◆ Requirement
Can you collect every line of the listing below that contains the string "fresh"? Treat uppercase and lowercase as different.

◆ Provided material
- - - - - - -
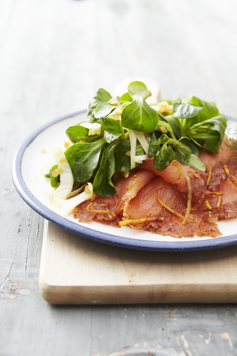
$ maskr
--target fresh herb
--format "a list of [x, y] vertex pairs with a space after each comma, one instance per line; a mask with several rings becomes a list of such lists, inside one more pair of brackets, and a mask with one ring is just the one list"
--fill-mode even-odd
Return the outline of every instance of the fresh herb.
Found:
[[[128, 171], [131, 170], [131, 159], [129, 156], [126, 155], [130, 153], [131, 147], [130, 141], [125, 140], [119, 142], [114, 150], [114, 159], [116, 170], [119, 172], [123, 173]], [[144, 155], [145, 152], [143, 148], [139, 143], [137, 143], [136, 147], [136, 155], [141, 156]], [[136, 163], [136, 167], [139, 165]]]
[[122, 126], [135, 131], [153, 132], [159, 121], [159, 116], [142, 96], [137, 96], [126, 105], [121, 117]]
[[181, 100], [175, 100], [173, 103], [173, 113], [180, 119], [193, 117], [202, 110], [202, 108], [183, 103]]
[[75, 143], [68, 148], [65, 156], [75, 180], [86, 182], [91, 178], [105, 143], [101, 138], [91, 143]]
[[[217, 153], [226, 127], [227, 120], [216, 104], [196, 96], [183, 101], [178, 98], [167, 101], [167, 105], [173, 105], [172, 115], [170, 108], [166, 112], [165, 105], [161, 114], [146, 101], [151, 95], [144, 83], [139, 81], [130, 83], [128, 91], [114, 100], [104, 89], [97, 91], [90, 101], [87, 116], [91, 125], [98, 126], [98, 130], [90, 128], [89, 131], [76, 125], [66, 131], [74, 144], [65, 152], [74, 188], [90, 179], [96, 194], [114, 195], [115, 176], [137, 167], [135, 155], [144, 155], [144, 149], [148, 158], [154, 158], [158, 170], [165, 169], [174, 159], [205, 170], [198, 158], [199, 150]], [[45, 176], [51, 176], [52, 172]], [[59, 178], [54, 177], [53, 184], [58, 184]]]
[[70, 126], [66, 130], [66, 134], [69, 138], [74, 143], [80, 141], [85, 142], [93, 142], [101, 138], [101, 135], [95, 135], [89, 136], [89, 129], [80, 125]]
[[118, 143], [118, 142], [113, 142], [105, 149], [99, 168], [94, 179], [93, 189], [96, 194], [101, 197], [109, 197], [116, 192], [111, 178], [115, 169], [114, 153]]
[[132, 82], [128, 87], [128, 93], [131, 98], [134, 99], [134, 96], [142, 96], [144, 99], [146, 99], [148, 96], [150, 96], [151, 93], [147, 90], [146, 85], [142, 82]]
[[133, 98], [129, 93], [125, 93], [120, 97], [119, 100], [120, 101], [132, 101]]
[[94, 112], [96, 119], [99, 119], [107, 116], [117, 108], [120, 108], [122, 105], [111, 105], [108, 103], [101, 103], [96, 106]]
[[59, 175], [58, 174], [55, 177], [54, 177], [53, 175], [53, 172], [58, 168], [58, 164], [53, 166], [50, 172], [50, 184], [53, 188], [58, 187], [60, 183]]
[[111, 117], [102, 117], [99, 123], [104, 129], [104, 138], [108, 143], [113, 142], [119, 137], [122, 139], [125, 138], [123, 129], [117, 121]]
[[95, 117], [94, 113], [97, 105], [101, 103], [107, 103], [112, 98], [112, 97], [108, 91], [103, 88], [98, 89], [95, 93], [95, 95], [91, 99], [89, 103], [87, 117], [91, 122], [97, 122], [97, 119]]

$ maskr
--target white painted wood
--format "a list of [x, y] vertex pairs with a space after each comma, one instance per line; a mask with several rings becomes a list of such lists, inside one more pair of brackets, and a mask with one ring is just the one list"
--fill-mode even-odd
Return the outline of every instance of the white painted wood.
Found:
[[39, 284], [54, 304], [236, 303], [237, 247], [151, 252], [95, 242], [45, 220]]

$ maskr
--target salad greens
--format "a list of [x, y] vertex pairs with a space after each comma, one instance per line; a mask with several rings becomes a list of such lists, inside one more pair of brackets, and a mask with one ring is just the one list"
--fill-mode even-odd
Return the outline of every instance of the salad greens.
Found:
[[[65, 153], [73, 175], [74, 187], [91, 179], [96, 194], [113, 195], [116, 191], [113, 178], [137, 167], [141, 156], [153, 158], [154, 167], [158, 171], [174, 159], [205, 170], [198, 158], [199, 151], [219, 152], [226, 119], [212, 101], [192, 96], [152, 106], [146, 101], [151, 95], [145, 84], [138, 81], [130, 83], [128, 91], [120, 98], [98, 89], [89, 104], [87, 127], [81, 123], [66, 130], [74, 144]], [[93, 125], [97, 125], [94, 131]], [[60, 175], [51, 176], [47, 176], [56, 187]]]

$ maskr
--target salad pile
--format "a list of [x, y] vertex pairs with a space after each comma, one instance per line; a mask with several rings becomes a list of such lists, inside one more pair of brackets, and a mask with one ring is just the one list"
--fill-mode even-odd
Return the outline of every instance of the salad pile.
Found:
[[[64, 153], [59, 148], [52, 151], [57, 164], [45, 176], [56, 188], [51, 202], [67, 199], [70, 211], [76, 203], [90, 199], [93, 191], [113, 195], [113, 182], [151, 158], [158, 171], [174, 159], [205, 171], [199, 151], [218, 153], [226, 119], [214, 103], [195, 96], [150, 105], [146, 99], [151, 95], [138, 81], [130, 83], [120, 97], [98, 89], [89, 104], [88, 121], [66, 130], [71, 145]], [[85, 187], [83, 193], [75, 196]]]

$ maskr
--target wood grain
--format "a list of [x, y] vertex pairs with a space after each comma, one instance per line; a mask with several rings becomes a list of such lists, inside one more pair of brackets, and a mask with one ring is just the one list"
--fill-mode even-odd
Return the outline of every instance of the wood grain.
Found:
[[237, 302], [237, 247], [151, 252], [109, 246], [45, 221], [39, 283], [54, 304]]

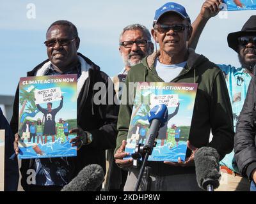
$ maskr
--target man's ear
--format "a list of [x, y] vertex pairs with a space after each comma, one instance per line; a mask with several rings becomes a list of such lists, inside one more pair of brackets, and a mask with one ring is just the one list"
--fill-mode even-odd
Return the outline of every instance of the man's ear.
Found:
[[190, 38], [192, 36], [192, 33], [193, 33], [193, 27], [190, 26], [190, 27], [189, 28], [189, 29], [188, 31], [188, 41], [189, 41], [190, 40]]
[[118, 50], [119, 50], [119, 53], [120, 53], [120, 55], [122, 56], [121, 46], [119, 46]]
[[158, 43], [158, 40], [157, 40], [157, 33], [156, 33], [155, 29], [152, 29], [151, 30], [151, 34], [153, 36], [154, 40]]
[[80, 38], [79, 37], [77, 37], [76, 40], [76, 50], [78, 50], [78, 48], [79, 48], [80, 45]]

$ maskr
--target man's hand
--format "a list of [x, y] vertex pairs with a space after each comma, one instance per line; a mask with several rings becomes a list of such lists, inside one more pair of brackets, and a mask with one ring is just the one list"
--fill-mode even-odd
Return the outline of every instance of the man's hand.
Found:
[[133, 159], [123, 159], [124, 157], [130, 154], [129, 153], [124, 152], [126, 144], [126, 141], [123, 140], [122, 142], [121, 147], [117, 150], [114, 156], [115, 159], [116, 160], [116, 164], [120, 168], [131, 167], [132, 166]]
[[15, 152], [16, 155], [18, 155], [19, 152], [19, 139], [20, 138], [20, 136], [19, 135], [18, 133], [16, 133], [14, 136], [15, 136], [15, 138], [14, 138], [14, 142], [13, 142], [13, 149], [14, 149], [14, 151]]
[[180, 157], [179, 157], [178, 159], [178, 163], [174, 163], [174, 162], [170, 162], [170, 161], [164, 161], [164, 164], [171, 165], [171, 166], [191, 166], [195, 165], [194, 163], [194, 156], [195, 156], [195, 153], [197, 151], [198, 149], [196, 147], [195, 147], [193, 146], [189, 141], [187, 141], [187, 147], [188, 149], [189, 149], [192, 151], [192, 154], [189, 157], [187, 158], [185, 161], [185, 162], [183, 162], [181, 161]]
[[83, 146], [83, 144], [87, 142], [87, 133], [85, 133], [81, 127], [75, 127], [69, 131], [70, 134], [77, 133], [77, 136], [71, 139], [69, 142], [72, 143], [71, 147], [77, 146], [77, 150], [79, 150]]
[[215, 17], [221, 10], [220, 5], [222, 0], [206, 0], [201, 8], [200, 15], [203, 18]]

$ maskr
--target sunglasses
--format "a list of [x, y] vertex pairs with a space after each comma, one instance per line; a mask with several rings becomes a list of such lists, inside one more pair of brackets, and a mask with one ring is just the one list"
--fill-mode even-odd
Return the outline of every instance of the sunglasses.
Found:
[[181, 32], [185, 30], [185, 28], [190, 28], [189, 26], [186, 26], [184, 24], [177, 24], [177, 25], [164, 25], [164, 24], [156, 24], [154, 29], [161, 33], [165, 33], [168, 32], [170, 30], [173, 30], [174, 32]]
[[125, 48], [130, 48], [136, 43], [138, 47], [145, 47], [147, 43], [151, 42], [151, 40], [140, 40], [136, 41], [124, 41], [119, 43], [119, 45], [124, 46]]
[[77, 38], [73, 39], [60, 39], [60, 40], [50, 40], [45, 41], [44, 43], [47, 47], [54, 47], [56, 44], [59, 43], [60, 46], [67, 46], [72, 41], [74, 41]]
[[239, 45], [244, 47], [250, 42], [256, 45], [256, 36], [242, 36], [238, 38]]

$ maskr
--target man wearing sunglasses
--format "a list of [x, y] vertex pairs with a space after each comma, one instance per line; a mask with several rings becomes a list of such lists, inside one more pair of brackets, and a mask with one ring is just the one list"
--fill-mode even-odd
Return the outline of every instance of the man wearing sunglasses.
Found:
[[[109, 84], [111, 80], [100, 71], [98, 66], [77, 52], [80, 39], [76, 26], [67, 20], [56, 21], [48, 29], [46, 38], [44, 43], [48, 59], [29, 71], [28, 76], [77, 75], [78, 127], [69, 131], [70, 133], [77, 135], [77, 137], [70, 140], [72, 146], [77, 147], [77, 156], [75, 157], [22, 159], [21, 184], [25, 191], [60, 191], [90, 164], [100, 165], [106, 172], [105, 152], [106, 149], [115, 147], [117, 133], [118, 106], [115, 103], [104, 105], [94, 101], [97, 91], [93, 89], [98, 82], [106, 85], [106, 94], [101, 97], [103, 101], [109, 101], [108, 86], [113, 87], [113, 85]], [[109, 90], [115, 93], [113, 88]], [[113, 99], [109, 99], [109, 101], [114, 101]], [[18, 132], [18, 120], [19, 88], [11, 121], [14, 133]], [[16, 134], [14, 149], [17, 154], [19, 154], [18, 139], [19, 135]], [[32, 175], [32, 177], [34, 177], [35, 183], [28, 183], [31, 177], [31, 173], [28, 173], [29, 169], [35, 170], [35, 175]]]
[[[142, 59], [154, 52], [151, 34], [148, 29], [139, 24], [125, 27], [119, 38], [119, 52], [124, 68], [113, 78], [115, 89], [119, 99], [124, 81], [131, 68], [141, 62]], [[114, 159], [114, 149], [108, 150], [109, 169], [107, 173], [105, 190], [122, 191], [127, 176], [127, 171], [118, 168]]]
[[[148, 188], [141, 190], [200, 191], [194, 166], [197, 148], [212, 147], [223, 158], [234, 145], [232, 110], [225, 78], [214, 63], [188, 48], [192, 27], [182, 5], [168, 3], [157, 10], [151, 33], [159, 48], [129, 71], [125, 81], [127, 92], [129, 83], [137, 82], [198, 83], [198, 90], [186, 161], [149, 161], [147, 165], [151, 170], [145, 173], [149, 175], [145, 178]], [[128, 101], [129, 97], [123, 92], [122, 101]], [[181, 106], [182, 101], [180, 112]], [[132, 110], [132, 105], [121, 103], [117, 125], [116, 163], [120, 167], [129, 168], [125, 191], [134, 189], [140, 171], [132, 167], [132, 159], [123, 159], [128, 155], [124, 150]], [[211, 129], [214, 134], [209, 142]]]
[[[193, 23], [193, 32], [189, 42], [195, 48], [200, 36], [208, 20], [220, 11], [221, 0], [207, 0], [203, 4], [200, 13]], [[256, 64], [256, 16], [252, 16], [241, 31], [230, 33], [227, 37], [228, 46], [237, 53], [241, 68], [231, 65], [218, 64], [226, 78], [230, 101], [232, 102], [234, 126], [236, 129], [238, 117], [242, 110], [250, 82]], [[246, 174], [239, 171], [236, 163], [234, 152], [226, 155], [220, 162], [222, 179], [217, 191], [250, 190], [250, 183]]]

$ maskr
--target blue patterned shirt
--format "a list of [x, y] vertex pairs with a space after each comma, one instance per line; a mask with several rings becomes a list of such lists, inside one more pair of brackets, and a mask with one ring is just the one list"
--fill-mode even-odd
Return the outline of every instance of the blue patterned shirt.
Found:
[[[234, 128], [236, 131], [236, 123], [246, 97], [252, 76], [242, 68], [236, 68], [231, 65], [225, 64], [218, 64], [218, 66], [223, 71], [226, 80], [233, 112]], [[239, 173], [234, 156], [233, 150], [231, 153], [225, 156], [220, 164]]]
- - - - - - -
◆ Answer to the task
--target fresh herb
Return the outline of every instance of the fresh herb.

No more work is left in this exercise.